** What to do **
1. Answer these from the passage on guarantees, one line each:
(a) What may fraud consist of?
(b) Where may a contract be binding without a consideration to support it?
(c) In India, unless otherwise provided by contract, how does the surety's liability compare with that of the principal?
2. Summarize the passage on guarantees in two sentences.
3. Repeat everything in the passage on guarantees from "In some guarantees" down to "under the guarantee.", word for word.

** Reading passage **
+-------+

In England the common-law requisites of a guarantee are the same as any other contract. The mutual assent of two or more parties, competency to contract and valuable consideration. An offer to guarantee must be accepted, either by express or implied acceptance.

If a surety's assent to a guarantee has been procured by fraud by the person to whom it is given, there is no binding contract. Fraud may consist of suppression, concealment or misrepresentation. However, only facts that are really material to the risk undertaken need be spontaneously disclosed. The competency of the parties to enter into a contract of guarantee may be affected by insanity or intoxication of the surety, if known to the creditor, or by any disability. The ordinary disabilities are those of minors.

In some guarantees the consideration is "entire". For example, in consideration for a lease being granted, the surety becomes answerable for the performance of the covenants of the lease. In other cases it is "fragmentary" or supplied from time to time, as where a guarantee is given to secure the balance of a running account at a bank, for goods supplied When the consideration is "entire", the guarantee runs on through the duration of the lease and is irrevocable. When the consideration is "fragmentary", unless the guarantee stipulates to the contrary, the surety may at any time terminate his liability under the guarantee.

Total failure of consideration or illegal consideration by the party giving a guarantee will prevent its being enforced. Though in all countries the mutual assent of two or more parties is essential to the formation of any contract, a consideration is not everywhere regarded as a necessary element. Thus in Scotland a contract may be binding without a consideration to support it.

==Cross guarantees==
Cross guarantees are created where two or more related businesses or individuals agree to guarantee each others' liabilities and obligations. Cross guarantees enable businesses within a corporate group to support each other with raising finance, reducing risk to lenders, or to win contracts based on a stronger financial position.

==Liability==

The liability incurred by a surety under his guarantee depends upon its terms, and is not necessarily coextensive with that of the principal debtor. It is, however, obvious that the surety's obligation cannot exceed that of the principal. By many existing civil codes, however, a guarantee which imposes on the surety a greater liability than that of the principal is not invalidated but is merely reducible to that of the principal. However, in India the liability of the surety is, unless otherwise provided by contract, coextensive with that of the principal.

Where the liability of the surety is less extensive in amount than that of the principal debtor, questions have arisen in England and America as to whether the surety is liable only for part of the debt equal to the limit of his liability, or, up to such limit, for the whole debt. The surety cannot be made liable except for a loss sustained by reason of the default guaranteed against. Moreover, in the case of a joint and several guarantee by several sureties, unless all sign it none are liable thereunder. The limit of the surety's liability must be construed so as to give effect to what may fairly be inferred to have been the intention of the parties as expressed in writing. In cases of doubtful import, recourse to parol evidence is permissible, to explain, but not to contradict, the written evidence of the guarantee.

+-------+

** Information supplied **

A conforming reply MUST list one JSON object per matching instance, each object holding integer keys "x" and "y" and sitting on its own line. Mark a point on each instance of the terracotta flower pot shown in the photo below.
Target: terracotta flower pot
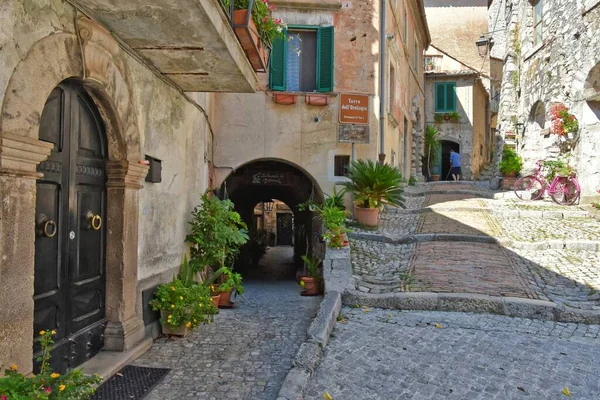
{"x": 172, "y": 331}
{"x": 366, "y": 216}
{"x": 215, "y": 299}
{"x": 311, "y": 285}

+-------+

** Task-by-task solutions **
1.
(a) Suppression, concealment or misrepresentation.
(b) Scotland.
(c) It is coextensive with that of the principal.

2. In England a guarantee has the same common-law requisites as any other contract (mutual assent, competency to contract and valuable consideration), and there is no binding contract if the surety's assent was procured by fraud by the person to whom it is given. A surety's liability depends on the terms of the guarantee and cannot exceed that of the principal, and its limit is construed to give effect to the intention of the parties as expressed in writing.

3.
In some guarantees the consideration is "entire". For example, in consideration for a lease being granted, the surety becomes answerable for the performance of the covenants of the lease. In other cases it is "fragmentary" or supplied from time to time, as where a guarantee is given to secure the balance of a running account at a bank, for goods supplied When the consideration is "entire", the guarantee runs on through the duration of the lease and is irrevocable. When the consideration is "fragmentary", unless the guarantee stipulates to the contrary, the surety may at any time terminate his liability under the guarantee.